** EXERCISE INPUTS follows **

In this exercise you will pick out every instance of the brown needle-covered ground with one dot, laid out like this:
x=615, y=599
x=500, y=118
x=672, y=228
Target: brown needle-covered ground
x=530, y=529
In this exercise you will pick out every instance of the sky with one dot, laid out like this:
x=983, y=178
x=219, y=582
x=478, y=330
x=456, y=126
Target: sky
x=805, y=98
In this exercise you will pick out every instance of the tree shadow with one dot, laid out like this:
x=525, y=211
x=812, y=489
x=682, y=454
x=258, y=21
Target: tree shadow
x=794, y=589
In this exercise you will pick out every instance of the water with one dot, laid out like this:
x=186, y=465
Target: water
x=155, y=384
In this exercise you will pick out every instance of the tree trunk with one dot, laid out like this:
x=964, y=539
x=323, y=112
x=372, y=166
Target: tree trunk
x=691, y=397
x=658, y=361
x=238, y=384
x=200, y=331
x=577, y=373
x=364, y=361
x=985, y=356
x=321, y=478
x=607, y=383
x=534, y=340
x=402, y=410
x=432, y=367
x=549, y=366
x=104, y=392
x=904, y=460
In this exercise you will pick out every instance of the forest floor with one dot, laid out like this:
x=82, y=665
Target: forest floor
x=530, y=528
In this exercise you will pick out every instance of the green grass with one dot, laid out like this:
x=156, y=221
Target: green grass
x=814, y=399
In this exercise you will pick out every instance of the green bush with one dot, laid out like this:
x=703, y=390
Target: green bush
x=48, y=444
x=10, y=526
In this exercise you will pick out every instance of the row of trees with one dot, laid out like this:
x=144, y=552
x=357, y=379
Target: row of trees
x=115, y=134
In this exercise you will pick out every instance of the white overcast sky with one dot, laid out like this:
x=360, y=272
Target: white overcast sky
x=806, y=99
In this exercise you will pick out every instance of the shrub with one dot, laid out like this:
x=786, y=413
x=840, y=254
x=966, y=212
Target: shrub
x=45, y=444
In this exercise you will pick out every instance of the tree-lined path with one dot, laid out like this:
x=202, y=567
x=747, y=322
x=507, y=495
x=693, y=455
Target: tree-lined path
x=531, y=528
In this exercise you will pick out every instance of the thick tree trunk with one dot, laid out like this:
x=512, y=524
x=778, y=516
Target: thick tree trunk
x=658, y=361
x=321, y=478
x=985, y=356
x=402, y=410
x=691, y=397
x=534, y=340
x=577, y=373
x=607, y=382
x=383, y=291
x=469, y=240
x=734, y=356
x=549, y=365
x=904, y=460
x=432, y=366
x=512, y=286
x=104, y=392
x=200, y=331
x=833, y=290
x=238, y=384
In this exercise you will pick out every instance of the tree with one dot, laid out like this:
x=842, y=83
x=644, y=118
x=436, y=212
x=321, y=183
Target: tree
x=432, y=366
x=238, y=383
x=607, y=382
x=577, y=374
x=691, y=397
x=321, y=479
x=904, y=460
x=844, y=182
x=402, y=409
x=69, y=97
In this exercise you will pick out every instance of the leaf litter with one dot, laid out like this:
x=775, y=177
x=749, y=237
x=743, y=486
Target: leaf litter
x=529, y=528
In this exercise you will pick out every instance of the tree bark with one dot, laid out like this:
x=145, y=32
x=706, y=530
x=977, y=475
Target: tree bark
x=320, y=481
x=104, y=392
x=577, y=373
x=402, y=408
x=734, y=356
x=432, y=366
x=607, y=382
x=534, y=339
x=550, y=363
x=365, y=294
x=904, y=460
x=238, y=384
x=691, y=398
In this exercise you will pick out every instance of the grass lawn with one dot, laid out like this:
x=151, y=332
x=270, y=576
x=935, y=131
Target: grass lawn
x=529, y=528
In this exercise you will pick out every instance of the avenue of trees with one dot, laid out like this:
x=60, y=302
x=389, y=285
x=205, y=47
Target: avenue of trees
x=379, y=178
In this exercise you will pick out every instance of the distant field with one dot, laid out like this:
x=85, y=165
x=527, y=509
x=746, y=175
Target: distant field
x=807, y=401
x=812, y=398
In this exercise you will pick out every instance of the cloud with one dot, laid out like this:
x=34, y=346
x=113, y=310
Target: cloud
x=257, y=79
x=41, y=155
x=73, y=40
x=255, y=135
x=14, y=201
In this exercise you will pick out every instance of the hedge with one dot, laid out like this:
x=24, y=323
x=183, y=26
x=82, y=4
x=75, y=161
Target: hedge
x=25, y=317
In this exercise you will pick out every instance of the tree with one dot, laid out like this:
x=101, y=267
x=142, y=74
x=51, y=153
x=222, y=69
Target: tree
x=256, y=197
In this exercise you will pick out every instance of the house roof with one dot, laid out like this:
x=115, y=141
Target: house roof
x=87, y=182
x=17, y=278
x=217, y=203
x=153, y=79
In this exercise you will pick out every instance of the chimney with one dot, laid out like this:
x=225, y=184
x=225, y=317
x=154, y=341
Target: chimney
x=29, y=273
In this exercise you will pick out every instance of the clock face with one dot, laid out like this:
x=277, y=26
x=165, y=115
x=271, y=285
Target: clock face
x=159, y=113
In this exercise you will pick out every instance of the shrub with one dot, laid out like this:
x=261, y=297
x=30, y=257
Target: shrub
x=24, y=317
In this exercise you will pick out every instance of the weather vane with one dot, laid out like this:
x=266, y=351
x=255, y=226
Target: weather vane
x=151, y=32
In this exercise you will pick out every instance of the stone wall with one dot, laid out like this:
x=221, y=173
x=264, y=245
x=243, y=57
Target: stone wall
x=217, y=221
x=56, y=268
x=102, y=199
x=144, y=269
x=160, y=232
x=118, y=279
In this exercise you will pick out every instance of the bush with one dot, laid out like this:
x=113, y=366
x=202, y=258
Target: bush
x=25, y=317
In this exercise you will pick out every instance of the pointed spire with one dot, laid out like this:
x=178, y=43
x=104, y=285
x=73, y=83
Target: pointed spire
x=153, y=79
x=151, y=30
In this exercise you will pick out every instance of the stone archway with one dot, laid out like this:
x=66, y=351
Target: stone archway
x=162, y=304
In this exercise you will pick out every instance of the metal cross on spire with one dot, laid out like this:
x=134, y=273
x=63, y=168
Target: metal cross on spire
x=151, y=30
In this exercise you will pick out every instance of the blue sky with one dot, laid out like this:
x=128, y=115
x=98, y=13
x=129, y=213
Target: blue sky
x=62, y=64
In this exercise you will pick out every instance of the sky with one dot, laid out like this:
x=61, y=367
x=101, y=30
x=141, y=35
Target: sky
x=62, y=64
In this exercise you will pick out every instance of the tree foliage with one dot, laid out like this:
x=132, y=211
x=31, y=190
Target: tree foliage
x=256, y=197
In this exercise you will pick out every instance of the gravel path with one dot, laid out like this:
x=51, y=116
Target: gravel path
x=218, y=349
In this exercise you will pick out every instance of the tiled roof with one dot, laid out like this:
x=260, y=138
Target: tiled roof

** End of EXERCISE INPUTS **

• THE PROBLEM: Report each line of the records that holds the word "tiled".

• TASK ANSWER:
In this exercise you will pick out every instance of the tiled roof with one dot, laid out like this:
Target: tiled roof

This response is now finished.